_WRITTEN REQUEST_.
Could you output, word for word, the part of the Section 107 judgment text between "3. Against this" and "against the petitioners.", inclusive?

_PROVIDED PASSAGE_.
** Start **

3. Against this background of litigation and dispute the allegation of the opposite party before the Magistrate was that the petitioners were creating nuisance and were abusing and insulting the opposite party with filthy language and were threatening him with acts of violence.
4. There was a Police enquiry finally resulting in the proceedings under Section 107 against the petitioners.
5. The main point urged before us is one of law. The Magistrate's order of the 10th March 1951 passed by Mr. F. M. Sanyal, First Class Magistrate at Alipur, drawing up proceedings against the petitioners is challenged on the ground of being illegal and unjustified under the Criminal Procedure Code. It is contended also that Mr. Sanyal did not take cognizance of these proceedings under Section 107, Cr. P. C. and therefore had no jurisdiction to make the order of the 10th March, 1951. That order of the 10th March 1951 apart from directing the petitioners to show cause transferred, the case to Mr. S. L. Banerjee another First Class Magistrate before whom the cause was to be shown. Such transfer is contended to be also illegal under the Criminal Procedure Code,
6. In order to appreciate these points it is necessary to examine and set out certain facts in this connection because the substance of the argument rests on the nature and character of the procedure that should be followed under Section 107. Cr. P. C. and the right to transfer cases by Magistrates under Section 192, Cr. P. C
7. The petition by the opposite party was filed on the 28th September 1950. An order was made by Mr. S. K. Ghosh, S. D. O., Alipur, on the 2lst November, 1950, and by that order a notice was issued directing the petitioners 'To show cause on 20-12-50 as to why they should not be bound down under Section 107, Cr. P. C. to keep peace.'
That bears the title as a 'Notice under Section 107, Cr. P. C.' It recites the petition of the opposite party and the report of the Metiabruz Police as well as the apprehension that there may be a serious breach of peace at any moment and finally gives directions to show cause in the terms indicated above. After adjournment on the 20th December 1950 the matter came up on the 10th March 1951 when as I have indicated above Mr. F. M. Sanyal the First Class Magistrate at Alipur again passed an order directing the petitioners to show cause why they should not be ordered to execute a Bond of Rs. 100/- each with one surety of the like amount for keeping peace for the period of one year. By this order not only was cause asked to be shown but as I have said the case was also transferred to Mr. S.L. Banerjee another First Class Magistrate before whom the cause was to be shown and who was asked to dispose it of.
8. The argument now will become clear on these facts.
9. It is said that the first notice of Mr. S. K. Ghosh, S. D. O. Alipur, dated the 21st November, 1950 having been issued to show cause there is no procedure which justifies a further order on the 10th March 1951 by Mr. Sanyal the First Class Magistrate to show cause again. That is said to be a procedure not recognised under Section 107, Cr. P. C. ' Then the order of transfer of the case by Mr. Sanyal to Mr. Banerjee is said to be illegal under the Criminal Procedure Code.

** End **

_DATA EXCERPT_.
** Start **

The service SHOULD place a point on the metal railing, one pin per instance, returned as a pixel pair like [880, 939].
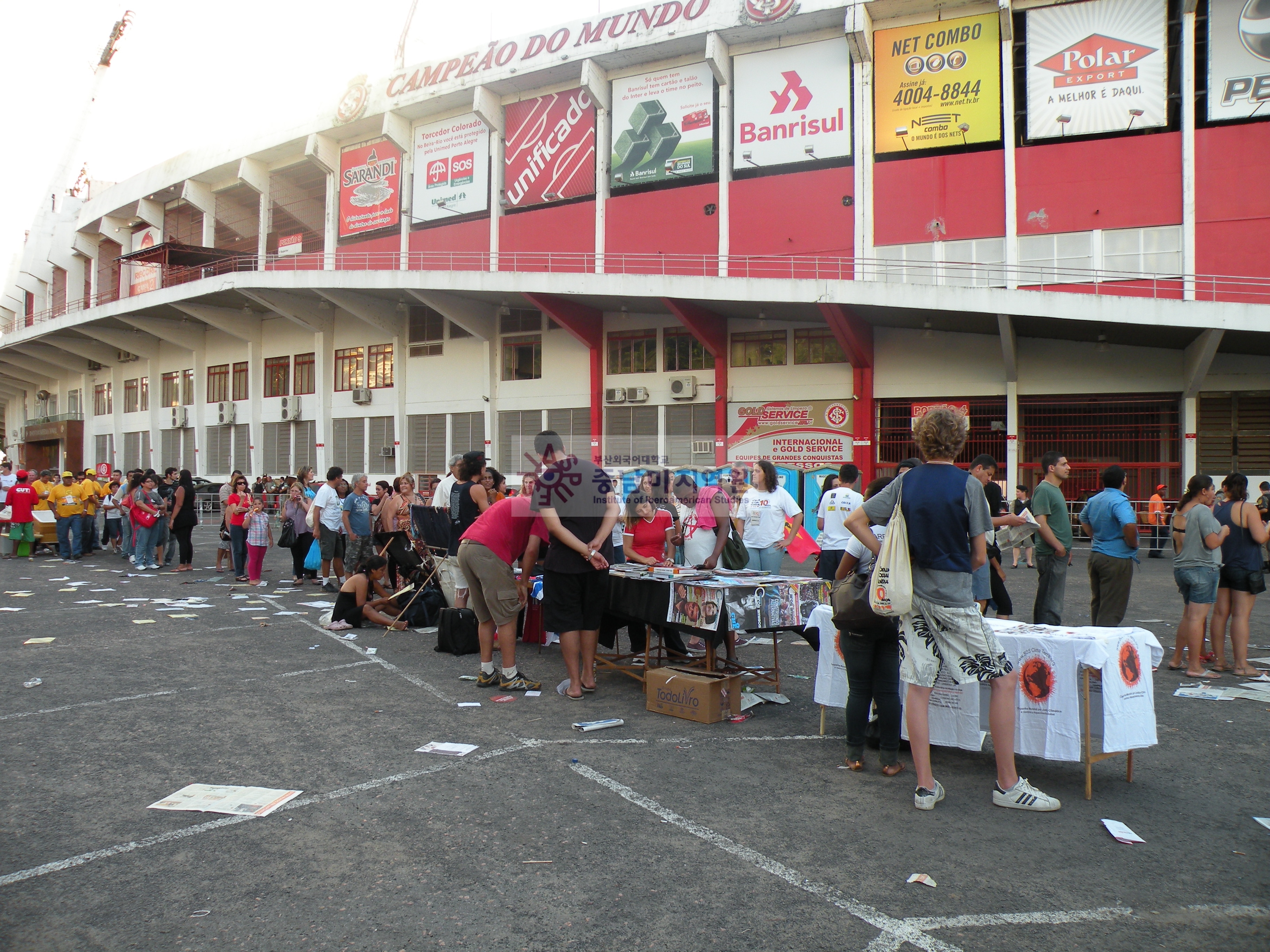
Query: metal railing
[1029, 277]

** End **

_TASK SOLUTION_.
3. Against this background of litigation and dispute the allegation of the opposite party before the Magistrate was that the petitioners were creating nuisance and were abusing and insulting the opposite party with filthy language and were threatening him with acts of violence.
4. There was a Police enquiry finally resulting in the proceedings under Section 107 against the petitioners.